READING PASSAGE.
Segment Open

05.20.09
Laws, theories, and Social Darwinism: the Oedipus paradox
The issue of social darwinism seems to leave most scientists suddenly at a loss to deal with what is clearly a breakddown in scientific objectivity as to theories. The sense of the universal applicability of scientific reasoning is so strong that the problem arising with evolutionary theories never seems to register. And yet a strange contradiction lurks in the very idea of an evolutionary ‘law’ or generalization. Such a ‘law’ is clearly implied in the assertions about Darwin’s natural selection. Some scientists, if asked, would deny that natural selection was such a ‘law’, but in practice that is the way it is taken. And the result is a fallacy because it could not apply to all situations, especially to that of the observer himself who is under no compulsion to follow the ‘law’ in practice. A strange situation has arisen: a generalization about passive organisms suddenly is applied to an active agent with a ‘will’. He is by definition able to transcend the functioning of any so-called law, by the will to do otherwise, or to simply act according to other principles.

Segment Closed

WHAT YOU WILL DO.
**1.** In the passage on Social Darwinism, why is treating natural selection as a "law" a fallacy?
**2.** Resume the passage on Social Darwinism and the Oedipus paradox from its final sentence, in the same voice.

EXTRACTED ENTRIES.
Segment Open

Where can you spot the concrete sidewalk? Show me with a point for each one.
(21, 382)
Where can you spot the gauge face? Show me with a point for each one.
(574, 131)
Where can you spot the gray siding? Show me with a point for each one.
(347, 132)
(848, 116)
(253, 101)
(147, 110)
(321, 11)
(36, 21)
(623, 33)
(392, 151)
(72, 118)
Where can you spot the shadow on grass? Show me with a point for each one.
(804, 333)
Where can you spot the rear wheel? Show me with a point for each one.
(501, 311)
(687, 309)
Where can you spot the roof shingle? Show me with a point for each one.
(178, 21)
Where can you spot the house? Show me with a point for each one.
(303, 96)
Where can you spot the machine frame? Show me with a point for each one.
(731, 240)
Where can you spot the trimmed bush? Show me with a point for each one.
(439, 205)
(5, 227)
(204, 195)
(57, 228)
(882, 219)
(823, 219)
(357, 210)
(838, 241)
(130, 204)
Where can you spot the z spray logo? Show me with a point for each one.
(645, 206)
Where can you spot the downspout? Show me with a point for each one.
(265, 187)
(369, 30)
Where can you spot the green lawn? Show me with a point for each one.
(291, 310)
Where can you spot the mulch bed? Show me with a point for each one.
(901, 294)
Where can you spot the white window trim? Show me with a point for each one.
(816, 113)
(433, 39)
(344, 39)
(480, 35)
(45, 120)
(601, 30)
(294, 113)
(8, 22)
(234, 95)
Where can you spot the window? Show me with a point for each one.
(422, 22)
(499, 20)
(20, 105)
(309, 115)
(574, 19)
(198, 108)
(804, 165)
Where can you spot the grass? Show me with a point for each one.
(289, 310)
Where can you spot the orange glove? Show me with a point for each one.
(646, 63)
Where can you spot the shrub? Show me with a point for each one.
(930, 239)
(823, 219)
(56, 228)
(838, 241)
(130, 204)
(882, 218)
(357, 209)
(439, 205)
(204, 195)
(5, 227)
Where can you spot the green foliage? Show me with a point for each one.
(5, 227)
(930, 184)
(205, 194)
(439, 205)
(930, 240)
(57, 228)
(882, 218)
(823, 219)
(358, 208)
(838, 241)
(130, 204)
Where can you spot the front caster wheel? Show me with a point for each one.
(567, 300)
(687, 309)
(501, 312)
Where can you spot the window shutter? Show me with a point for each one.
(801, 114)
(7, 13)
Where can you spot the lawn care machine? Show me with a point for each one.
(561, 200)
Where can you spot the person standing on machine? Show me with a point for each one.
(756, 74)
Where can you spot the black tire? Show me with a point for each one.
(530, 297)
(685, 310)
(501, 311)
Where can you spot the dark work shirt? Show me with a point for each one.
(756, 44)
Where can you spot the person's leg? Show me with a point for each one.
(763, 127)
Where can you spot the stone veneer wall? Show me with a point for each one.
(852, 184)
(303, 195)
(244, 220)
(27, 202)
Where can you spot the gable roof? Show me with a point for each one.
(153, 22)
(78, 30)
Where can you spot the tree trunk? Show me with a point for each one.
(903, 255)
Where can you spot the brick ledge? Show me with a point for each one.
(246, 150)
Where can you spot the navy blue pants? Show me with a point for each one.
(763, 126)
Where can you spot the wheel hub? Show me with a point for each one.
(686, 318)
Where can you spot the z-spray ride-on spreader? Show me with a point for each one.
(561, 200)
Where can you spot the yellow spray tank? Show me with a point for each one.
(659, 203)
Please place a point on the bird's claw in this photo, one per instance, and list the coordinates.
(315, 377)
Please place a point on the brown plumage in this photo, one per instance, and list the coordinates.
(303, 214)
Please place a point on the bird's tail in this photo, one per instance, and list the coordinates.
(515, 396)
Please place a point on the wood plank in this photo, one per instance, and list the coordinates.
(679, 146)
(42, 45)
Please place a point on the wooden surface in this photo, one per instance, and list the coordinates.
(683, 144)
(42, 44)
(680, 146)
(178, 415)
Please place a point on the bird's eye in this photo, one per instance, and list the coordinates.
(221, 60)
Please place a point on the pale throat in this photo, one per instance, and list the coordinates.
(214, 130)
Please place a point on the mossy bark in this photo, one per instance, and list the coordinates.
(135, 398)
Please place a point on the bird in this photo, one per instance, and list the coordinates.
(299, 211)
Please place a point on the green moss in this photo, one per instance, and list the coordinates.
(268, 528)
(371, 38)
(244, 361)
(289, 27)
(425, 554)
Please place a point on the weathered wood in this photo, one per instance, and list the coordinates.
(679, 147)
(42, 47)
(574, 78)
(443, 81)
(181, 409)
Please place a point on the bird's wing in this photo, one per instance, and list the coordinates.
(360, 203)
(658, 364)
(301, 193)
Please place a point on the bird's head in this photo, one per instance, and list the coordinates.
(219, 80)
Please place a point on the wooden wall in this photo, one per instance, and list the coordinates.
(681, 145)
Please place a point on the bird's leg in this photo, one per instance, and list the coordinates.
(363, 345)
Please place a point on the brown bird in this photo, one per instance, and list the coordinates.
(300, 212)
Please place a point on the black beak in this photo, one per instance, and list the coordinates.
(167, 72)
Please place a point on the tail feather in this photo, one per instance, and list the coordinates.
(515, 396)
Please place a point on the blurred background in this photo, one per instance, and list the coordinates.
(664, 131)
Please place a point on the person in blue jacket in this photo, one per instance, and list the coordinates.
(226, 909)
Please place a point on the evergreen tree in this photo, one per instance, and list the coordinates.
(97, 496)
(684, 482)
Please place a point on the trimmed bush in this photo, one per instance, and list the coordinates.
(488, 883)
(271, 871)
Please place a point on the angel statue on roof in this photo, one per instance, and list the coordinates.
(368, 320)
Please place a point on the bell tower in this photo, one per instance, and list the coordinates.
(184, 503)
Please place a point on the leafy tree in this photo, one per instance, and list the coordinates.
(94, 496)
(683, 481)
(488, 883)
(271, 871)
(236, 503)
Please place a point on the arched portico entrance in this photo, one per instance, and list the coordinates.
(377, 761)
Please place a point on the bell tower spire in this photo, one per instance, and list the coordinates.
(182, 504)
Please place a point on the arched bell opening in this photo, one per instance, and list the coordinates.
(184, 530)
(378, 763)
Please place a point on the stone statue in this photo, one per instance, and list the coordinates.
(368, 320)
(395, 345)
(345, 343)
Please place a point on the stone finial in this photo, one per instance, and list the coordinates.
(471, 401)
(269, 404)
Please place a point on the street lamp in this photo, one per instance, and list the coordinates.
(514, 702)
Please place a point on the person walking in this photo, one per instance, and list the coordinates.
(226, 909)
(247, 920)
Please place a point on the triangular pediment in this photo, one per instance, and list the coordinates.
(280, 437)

Segment Closed

EXERCISE ANSWERS.
**1.** It could not apply to all situations, especially not to the observer himself, who is under no compulsion to follow the "law" in practice.

**2.**
This kind of situation is not the same as that in physics where the law of gravitation can be extended to the future of the observer himself.
But with biological evolution that situation has changed. Natural selection applies to the behavior of organisms, but with an organism with a will of its own there is no ‘law’ to apply.
This situation should be a reminder of the fact that biology is not physics, and that universal generalizations about ‘how evolution happened’ are likely to be non-existent.
We see how social darwinism arises from natural selection beliefs: Natural selection generated ‘evolution’ in the past, therefore by my own actions I can generate ‘evolution’ by applying natural selection/competition/survival conflict to my own behavior.
But human behavior is not like that and the clear degeneration of motive in the social darwinist misinterpretation of Darwin is a delusion about theories and science.